Source document START

The spray bottle got an equally thorough washdown, along with my hands. While this stuff was drying, I took every bit of newspaper I’d used and re-used to cover the work-surface, and wet it, folded it up, and threw it away. Then I took all the cannisters in which #120 grit had been stored, and packed them into a ziplock bag, along with the sponge and the saltshaker. Then I washed my hands again. Then, and only then, I opened the bottle of #220 grit and emptied it into a brand new salt shaker (Cheaply made generic tupperware clone, from the Crazy Store – perfect for the job at hand), lay down fresh newspaper on top of the rubber mat, filled the bucket with fresh water, unpacked a brand new sponge from its wrapping, unpacked and wet the mirror and tool, and began grinding.
If all that sounds like an incredibly fussy procedure, well it is, but for good reason. It is very important that not one single grain of the old grit ever touch the glass again, because if it does and I then start grinding, it will dig a huge scratch into my nice and pristine surface. While this won’t stop the telescope from working, it will cause light to be scattered which reduces contrast so that the mirror will not work as well as it should. Also, scratches are as ugly as sin.

Source document END
Record excerpts START

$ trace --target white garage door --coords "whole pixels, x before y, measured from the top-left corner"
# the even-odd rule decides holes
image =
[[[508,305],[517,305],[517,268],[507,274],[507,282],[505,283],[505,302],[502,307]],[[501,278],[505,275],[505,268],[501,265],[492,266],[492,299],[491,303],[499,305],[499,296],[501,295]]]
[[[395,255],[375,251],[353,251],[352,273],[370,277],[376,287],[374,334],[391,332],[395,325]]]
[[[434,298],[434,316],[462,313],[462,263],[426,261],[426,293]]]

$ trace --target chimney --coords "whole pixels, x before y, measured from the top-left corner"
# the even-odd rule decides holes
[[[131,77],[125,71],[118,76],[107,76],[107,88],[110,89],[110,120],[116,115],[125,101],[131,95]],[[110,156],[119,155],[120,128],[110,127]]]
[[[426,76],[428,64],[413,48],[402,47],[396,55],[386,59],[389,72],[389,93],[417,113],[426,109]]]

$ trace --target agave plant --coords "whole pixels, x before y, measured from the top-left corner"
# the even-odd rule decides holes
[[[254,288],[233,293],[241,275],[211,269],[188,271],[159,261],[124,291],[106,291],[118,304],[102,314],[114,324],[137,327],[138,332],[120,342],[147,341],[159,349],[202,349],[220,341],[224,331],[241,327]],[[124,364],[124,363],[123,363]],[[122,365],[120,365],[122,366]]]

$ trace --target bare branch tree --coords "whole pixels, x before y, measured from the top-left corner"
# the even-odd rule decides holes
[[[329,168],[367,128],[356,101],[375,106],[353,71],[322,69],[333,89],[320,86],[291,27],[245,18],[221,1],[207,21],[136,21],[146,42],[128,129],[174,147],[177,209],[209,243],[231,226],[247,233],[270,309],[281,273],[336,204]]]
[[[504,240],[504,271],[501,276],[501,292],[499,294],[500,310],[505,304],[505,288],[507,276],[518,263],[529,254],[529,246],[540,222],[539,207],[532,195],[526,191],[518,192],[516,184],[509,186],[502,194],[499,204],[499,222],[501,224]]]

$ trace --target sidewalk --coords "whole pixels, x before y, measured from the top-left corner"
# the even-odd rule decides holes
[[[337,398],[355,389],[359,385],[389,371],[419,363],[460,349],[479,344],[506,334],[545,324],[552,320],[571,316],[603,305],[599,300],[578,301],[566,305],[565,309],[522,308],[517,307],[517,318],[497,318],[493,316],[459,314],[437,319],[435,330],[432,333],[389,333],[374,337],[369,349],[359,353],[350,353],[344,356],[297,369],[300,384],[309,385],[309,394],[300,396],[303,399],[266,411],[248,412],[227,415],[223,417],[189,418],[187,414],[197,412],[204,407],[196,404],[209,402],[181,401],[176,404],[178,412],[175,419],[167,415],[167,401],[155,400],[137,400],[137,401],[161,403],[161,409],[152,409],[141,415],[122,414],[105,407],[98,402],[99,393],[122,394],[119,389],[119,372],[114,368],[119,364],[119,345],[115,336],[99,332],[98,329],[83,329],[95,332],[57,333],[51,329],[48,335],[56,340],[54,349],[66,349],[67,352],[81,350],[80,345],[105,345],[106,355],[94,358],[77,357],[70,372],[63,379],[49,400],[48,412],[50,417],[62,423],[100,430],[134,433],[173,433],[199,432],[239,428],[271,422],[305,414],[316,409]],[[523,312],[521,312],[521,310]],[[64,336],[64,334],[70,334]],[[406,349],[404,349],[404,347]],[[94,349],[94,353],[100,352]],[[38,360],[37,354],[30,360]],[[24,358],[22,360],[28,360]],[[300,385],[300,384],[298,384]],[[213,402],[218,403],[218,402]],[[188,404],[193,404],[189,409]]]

Record excerpts END

## [Exercise]
Can you quote the stretch of the mirror-grinding passage from "If all that" through "ugly as sin."?

## [Answer for this exercise]
If all that sounds like an incredibly fussy procedure, well it is, but for good reason. It is very important that not one single grain of the old grit ever touch the glass again, because if it does and I then start grinding, it will dig a huge scratch into my nice and pristine surface. While this won’t stop the telescope from working, it will cause light to be scattered which reduces contrast so that the mirror will not work as well as it should. Also, scratches are as ugly as sin.